§ EXCERPT PROVIDED
****************************************
Orlando Sentinel (Sunday)

Iron Galaxy to add more employees

Video game company planning an expansion with at least 50 jobs

- By Austin Fuller

Iron Galaxy, a company that helps other video game makers adapt their products to different platforms, is planning an expansion in Orlando with at least 50 more jobs on the way.

Iron Galaxy, which was founded in Chicago and opened an Orlando studio in 2012, has more than 130 employees in Central Florida.

The company plans to add 50 jobs, with a median annual wage of $70,000, in the next five years, according to city documents for an incentive program. The company has been approved for as much as $100,000 in taxpayer dollars through the city’s STRIVE Orlando Program.

“Our actual goals are closer to 200 [employees in Orlando], but what we committed to the city was 180,” founder Dave Lang said.

Iron Galaxy has also been approved for up to $135,000 from the High Wage/High Value Job Creation Program through Orlando’s community redevelopm­ent agency. That incentive includes 40 other jobs that have already been created during the pandemic in addition to the 50 they’re adding.

Iron Galaxy develops its own games and helps other businesses bring their games to different platforms that weren’t part of their original releases.

For example, Iron Galaxy worked with Bethesda to bring its acclaimed “The Elder Scrolls V: Skyrim” to the Nintendo Switch console after its original release was on PlayStatio­n 3, Xbox 360 and Microsoft Windows.

“We’ve helped pretty much every major publisher ship one of their biggest games,” Lang said. “We work on a lot of people’s most important games and help them get them out the door.”

As part of its expansion, Iron Galaxy is looking for larger office space in downtown Orlando than its current 18,000-square-foot office there and is targeting about 40,000 square feet. City documents

list the company’s current Orlando address at 189 S. Orange Ave.

Its workforce is expected to be close to the office, even as some work time will be spent remotely.

“Later this year, we’ll be probably looking at more permanent space, still in the downtown corridor, for sure,” Lang said. “We strongly believe we want the studios downtown where after work people can go get a drink or go get dinner or they can stick around and play board games or whatever.”

That’s good news for Orlando, with office vacancy in the city’s central business district at 16.1% in the first part of this year, according to a report from real estate firm JLL.
****************************************
§ EXTRACTED DATA
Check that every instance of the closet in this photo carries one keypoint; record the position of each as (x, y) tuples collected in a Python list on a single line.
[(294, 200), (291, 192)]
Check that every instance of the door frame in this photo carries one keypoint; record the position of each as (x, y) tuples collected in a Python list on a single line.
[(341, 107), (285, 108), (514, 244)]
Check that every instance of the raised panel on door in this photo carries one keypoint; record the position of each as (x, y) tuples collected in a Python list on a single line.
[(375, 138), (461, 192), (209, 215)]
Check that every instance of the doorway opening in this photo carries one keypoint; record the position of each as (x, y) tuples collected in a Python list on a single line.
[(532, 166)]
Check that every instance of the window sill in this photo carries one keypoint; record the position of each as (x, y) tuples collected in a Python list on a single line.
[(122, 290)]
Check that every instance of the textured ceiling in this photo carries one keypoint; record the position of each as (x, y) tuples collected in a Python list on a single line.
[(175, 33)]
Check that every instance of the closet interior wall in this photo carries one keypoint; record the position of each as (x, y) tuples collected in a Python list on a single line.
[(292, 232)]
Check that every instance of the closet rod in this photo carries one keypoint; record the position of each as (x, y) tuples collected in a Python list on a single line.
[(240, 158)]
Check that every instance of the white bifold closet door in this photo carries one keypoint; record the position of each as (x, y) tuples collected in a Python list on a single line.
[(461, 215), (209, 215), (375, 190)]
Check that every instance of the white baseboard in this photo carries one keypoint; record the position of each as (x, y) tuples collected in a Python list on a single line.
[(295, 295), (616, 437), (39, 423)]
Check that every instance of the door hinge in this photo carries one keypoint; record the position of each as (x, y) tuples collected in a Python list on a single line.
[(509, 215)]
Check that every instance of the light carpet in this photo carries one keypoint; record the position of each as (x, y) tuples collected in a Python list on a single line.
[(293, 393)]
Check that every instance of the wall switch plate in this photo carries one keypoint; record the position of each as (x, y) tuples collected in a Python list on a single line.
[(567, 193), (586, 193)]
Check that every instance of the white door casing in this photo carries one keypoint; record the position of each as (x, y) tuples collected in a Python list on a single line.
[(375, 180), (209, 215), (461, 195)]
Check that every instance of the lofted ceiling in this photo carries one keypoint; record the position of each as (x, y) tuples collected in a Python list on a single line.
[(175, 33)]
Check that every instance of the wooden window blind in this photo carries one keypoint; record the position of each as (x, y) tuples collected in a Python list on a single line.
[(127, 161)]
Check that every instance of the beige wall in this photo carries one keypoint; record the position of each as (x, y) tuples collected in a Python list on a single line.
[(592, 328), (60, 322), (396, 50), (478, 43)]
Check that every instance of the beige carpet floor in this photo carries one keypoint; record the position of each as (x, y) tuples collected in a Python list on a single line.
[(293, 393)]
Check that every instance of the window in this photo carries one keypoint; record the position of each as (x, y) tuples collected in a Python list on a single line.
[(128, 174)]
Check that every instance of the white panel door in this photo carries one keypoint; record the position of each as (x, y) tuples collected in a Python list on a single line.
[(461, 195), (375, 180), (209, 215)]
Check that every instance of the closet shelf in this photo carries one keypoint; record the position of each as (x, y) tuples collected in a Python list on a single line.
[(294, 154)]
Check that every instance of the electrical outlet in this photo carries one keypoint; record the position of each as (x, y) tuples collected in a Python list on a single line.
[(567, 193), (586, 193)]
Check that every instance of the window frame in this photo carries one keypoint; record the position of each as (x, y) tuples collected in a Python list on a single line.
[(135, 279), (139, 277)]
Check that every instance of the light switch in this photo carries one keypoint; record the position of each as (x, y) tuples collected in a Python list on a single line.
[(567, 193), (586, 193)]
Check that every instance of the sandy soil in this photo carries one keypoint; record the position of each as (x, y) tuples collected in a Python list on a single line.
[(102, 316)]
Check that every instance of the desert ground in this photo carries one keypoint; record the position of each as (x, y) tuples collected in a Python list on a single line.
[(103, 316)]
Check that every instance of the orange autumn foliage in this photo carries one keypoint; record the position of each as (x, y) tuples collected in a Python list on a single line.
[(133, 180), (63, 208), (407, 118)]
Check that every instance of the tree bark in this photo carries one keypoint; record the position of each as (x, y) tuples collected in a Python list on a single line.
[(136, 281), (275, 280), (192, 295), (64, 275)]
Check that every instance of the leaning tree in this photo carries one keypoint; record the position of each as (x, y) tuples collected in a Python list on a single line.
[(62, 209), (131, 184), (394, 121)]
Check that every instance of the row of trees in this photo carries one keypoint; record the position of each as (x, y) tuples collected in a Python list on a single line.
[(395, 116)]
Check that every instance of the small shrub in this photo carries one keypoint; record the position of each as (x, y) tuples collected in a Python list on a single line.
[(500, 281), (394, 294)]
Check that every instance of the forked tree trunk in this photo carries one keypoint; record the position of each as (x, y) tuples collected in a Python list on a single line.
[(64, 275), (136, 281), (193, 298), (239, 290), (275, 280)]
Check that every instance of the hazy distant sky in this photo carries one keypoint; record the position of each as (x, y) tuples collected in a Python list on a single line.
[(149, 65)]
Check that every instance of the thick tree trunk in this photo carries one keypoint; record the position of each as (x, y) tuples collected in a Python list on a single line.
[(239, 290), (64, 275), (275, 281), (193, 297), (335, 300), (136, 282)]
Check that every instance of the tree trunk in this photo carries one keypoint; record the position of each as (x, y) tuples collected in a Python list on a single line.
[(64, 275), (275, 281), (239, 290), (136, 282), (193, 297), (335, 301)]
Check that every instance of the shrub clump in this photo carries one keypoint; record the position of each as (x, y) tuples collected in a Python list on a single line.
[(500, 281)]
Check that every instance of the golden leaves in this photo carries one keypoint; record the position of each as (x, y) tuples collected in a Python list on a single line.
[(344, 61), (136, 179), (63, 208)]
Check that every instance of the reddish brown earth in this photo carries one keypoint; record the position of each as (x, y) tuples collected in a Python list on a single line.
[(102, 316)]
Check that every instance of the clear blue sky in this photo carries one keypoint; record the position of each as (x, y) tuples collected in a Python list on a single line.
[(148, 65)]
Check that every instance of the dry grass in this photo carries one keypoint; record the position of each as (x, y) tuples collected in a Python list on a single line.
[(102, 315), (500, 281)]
****************************************
§ TRY IT
Continue the Orlando Sentinel article about Iron Galaxy's Orlando expansion from the point where the text stops.

§ WRITTEN ANSWER
Lang noted the talent pool in Orlando, including graduates from Central Florida universiti­es but also workers in other industries such as theme parks as well as simulation.

“The theme parks, as they have more attraction­s that offer [virtual reality] and [augmented reality], there’s a lot of talent down there that is like adjacent to games,” Lang said. “If you’ve been working on flight simulators your whole life and you want to flip over to video games that’s not that big a flip, to be honest with you.”

He said Orlando’s video game sector is incredibly healthy for a city of its size.

“It’s currently supporting two really large developers, us and EA, and then an untold amount of smaller companies that are trying to get things going,” Lang said.

Iron Galaxy’s expansion follows California-based Electronic Arts growing its Central Florida workforce to about 1,000 in recent years.

EA welcomed staff to its new five-story, downtown Orlando office in March after employees left their Maitland office to work from home during the pandemic. The new office opened at 50% capacity.

EA’s Central Florida employees build the popular Madden NFL series and are slated to make the upcoming EA Sports College Football game.

David Adelson, executive director of tech and innovation at the Orlando Economic Partnershi­p, pointed out the popularity of the games being made in Orlando by EA and Iron Galaxy.

“They’re the most recognized games coming out of Central Florida,” Adelson said. “These two companies are creating what their customers and users are using all across the world.”